- Opening Delimiter -

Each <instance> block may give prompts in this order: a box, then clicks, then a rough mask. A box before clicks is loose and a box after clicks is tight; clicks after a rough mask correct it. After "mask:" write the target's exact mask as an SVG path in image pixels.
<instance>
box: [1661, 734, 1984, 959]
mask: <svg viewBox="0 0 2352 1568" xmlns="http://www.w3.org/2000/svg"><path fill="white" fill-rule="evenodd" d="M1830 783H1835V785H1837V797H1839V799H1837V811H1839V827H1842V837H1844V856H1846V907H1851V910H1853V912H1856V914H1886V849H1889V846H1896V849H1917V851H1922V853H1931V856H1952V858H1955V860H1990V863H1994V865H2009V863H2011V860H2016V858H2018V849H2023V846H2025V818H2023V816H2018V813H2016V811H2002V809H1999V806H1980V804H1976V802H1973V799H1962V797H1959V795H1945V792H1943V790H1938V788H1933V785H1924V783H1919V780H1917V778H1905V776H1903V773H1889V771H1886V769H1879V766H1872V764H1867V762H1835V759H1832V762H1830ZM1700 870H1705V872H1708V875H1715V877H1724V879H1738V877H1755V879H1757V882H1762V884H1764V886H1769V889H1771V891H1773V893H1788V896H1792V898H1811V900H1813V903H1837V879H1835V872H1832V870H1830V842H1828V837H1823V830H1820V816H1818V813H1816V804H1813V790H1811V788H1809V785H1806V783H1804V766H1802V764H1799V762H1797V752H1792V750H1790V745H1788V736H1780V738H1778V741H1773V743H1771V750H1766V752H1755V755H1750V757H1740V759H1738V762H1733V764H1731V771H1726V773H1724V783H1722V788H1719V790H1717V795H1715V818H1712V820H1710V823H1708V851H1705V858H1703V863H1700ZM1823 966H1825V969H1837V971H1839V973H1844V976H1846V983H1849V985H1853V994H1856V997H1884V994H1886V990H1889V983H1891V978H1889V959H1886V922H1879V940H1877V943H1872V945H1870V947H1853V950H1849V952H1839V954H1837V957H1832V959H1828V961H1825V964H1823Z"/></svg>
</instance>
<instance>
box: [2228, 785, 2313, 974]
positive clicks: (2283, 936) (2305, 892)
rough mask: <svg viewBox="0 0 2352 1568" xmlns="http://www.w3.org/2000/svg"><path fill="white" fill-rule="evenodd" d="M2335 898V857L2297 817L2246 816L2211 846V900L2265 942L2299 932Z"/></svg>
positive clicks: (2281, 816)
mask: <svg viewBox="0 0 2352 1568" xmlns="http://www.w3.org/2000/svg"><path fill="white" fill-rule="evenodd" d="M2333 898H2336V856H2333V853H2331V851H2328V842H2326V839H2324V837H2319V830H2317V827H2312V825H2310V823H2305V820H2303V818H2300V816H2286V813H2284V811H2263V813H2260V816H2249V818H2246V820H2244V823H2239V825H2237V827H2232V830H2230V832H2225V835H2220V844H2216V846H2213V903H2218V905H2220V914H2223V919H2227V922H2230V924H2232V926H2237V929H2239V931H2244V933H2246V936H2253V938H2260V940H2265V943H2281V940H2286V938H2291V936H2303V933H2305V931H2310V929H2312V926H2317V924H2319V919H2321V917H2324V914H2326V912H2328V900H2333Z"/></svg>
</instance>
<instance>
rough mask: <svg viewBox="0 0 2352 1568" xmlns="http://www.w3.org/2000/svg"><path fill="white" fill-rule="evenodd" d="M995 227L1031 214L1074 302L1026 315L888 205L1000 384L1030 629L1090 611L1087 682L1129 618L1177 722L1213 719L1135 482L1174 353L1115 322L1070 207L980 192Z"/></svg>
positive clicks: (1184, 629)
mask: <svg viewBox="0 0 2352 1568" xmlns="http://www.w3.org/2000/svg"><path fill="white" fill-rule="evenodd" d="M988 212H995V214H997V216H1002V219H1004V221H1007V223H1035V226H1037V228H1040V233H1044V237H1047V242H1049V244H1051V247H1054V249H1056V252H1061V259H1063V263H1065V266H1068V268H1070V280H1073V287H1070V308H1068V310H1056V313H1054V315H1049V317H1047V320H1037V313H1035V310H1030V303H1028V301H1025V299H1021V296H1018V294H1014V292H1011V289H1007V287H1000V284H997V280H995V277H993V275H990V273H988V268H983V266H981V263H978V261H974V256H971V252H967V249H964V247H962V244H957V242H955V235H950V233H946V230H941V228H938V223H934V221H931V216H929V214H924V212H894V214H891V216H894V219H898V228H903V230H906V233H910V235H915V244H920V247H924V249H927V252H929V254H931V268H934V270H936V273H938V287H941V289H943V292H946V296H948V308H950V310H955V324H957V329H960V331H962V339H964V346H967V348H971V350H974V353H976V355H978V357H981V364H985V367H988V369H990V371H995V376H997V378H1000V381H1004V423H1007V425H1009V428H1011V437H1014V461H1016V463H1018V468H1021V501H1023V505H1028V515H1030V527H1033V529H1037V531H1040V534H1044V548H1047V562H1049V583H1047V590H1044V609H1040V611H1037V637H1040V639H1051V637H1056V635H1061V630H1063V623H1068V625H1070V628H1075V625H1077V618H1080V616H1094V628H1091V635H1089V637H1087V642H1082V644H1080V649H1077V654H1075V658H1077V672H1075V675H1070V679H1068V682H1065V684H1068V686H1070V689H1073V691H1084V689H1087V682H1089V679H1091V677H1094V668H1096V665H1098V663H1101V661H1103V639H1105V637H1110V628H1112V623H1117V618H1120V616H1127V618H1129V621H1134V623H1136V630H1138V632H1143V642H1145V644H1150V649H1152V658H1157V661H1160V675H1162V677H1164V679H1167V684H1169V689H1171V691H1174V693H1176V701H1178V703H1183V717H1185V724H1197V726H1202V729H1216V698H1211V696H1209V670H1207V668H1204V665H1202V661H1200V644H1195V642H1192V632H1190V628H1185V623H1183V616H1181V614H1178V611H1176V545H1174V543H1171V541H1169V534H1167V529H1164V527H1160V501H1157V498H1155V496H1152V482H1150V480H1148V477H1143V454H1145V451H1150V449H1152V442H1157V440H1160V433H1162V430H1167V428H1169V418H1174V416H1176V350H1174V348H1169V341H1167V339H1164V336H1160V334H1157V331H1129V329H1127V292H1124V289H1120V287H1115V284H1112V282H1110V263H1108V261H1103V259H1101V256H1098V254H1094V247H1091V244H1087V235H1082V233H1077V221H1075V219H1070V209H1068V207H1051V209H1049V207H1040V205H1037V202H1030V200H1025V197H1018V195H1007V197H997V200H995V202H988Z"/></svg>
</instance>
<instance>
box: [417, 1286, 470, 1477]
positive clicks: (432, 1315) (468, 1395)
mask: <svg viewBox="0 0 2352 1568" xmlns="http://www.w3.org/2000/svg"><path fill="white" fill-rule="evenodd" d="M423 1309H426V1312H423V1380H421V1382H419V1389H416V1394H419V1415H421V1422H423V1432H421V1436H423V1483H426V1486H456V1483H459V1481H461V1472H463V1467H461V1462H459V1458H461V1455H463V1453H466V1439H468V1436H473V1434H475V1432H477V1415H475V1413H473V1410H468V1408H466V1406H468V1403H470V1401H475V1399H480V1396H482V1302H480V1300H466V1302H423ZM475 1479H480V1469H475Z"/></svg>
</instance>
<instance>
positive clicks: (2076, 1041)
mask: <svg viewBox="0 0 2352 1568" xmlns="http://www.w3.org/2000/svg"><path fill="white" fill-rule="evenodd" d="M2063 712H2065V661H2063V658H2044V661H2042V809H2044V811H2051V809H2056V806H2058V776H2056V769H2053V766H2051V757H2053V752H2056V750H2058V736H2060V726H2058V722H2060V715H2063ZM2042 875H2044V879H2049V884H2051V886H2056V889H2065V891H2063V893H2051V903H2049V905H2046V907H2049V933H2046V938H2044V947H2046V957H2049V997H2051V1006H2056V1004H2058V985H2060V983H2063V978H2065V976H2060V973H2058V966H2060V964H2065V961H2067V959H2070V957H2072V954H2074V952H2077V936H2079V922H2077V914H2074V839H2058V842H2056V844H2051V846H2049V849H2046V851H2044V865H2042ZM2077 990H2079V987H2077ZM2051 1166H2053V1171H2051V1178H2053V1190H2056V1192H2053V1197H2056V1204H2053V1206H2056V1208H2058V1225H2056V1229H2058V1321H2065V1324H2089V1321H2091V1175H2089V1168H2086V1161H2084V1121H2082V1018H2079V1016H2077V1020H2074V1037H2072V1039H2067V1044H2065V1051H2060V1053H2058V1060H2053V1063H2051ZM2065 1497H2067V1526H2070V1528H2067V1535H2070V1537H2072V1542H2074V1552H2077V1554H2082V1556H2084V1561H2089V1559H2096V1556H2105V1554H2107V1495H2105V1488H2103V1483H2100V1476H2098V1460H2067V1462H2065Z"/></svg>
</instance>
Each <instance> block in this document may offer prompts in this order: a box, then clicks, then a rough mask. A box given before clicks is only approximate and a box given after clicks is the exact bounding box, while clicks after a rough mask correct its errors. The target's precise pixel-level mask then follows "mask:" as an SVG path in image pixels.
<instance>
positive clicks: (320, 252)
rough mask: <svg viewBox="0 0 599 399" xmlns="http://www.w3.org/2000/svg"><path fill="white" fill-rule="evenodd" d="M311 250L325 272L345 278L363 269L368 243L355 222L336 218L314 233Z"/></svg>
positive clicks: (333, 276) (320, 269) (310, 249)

- Closing Delimiter -

- [WHAT THE TASK ASKS] Pull out every line in the rows above that contains the string "positive", copying each such line in full.

- [ANSWER TO THIS EXERCISE]
positive clicks: (2283, 936) (2305, 892)
positive clicks: (2281, 816)
positive clicks: (1184, 629)
positive clicks: (432, 1315) (468, 1395)
positive clicks: (2076, 1041)
positive clicks: (320, 252)
positive clicks: (333, 276) (320, 269) (310, 249)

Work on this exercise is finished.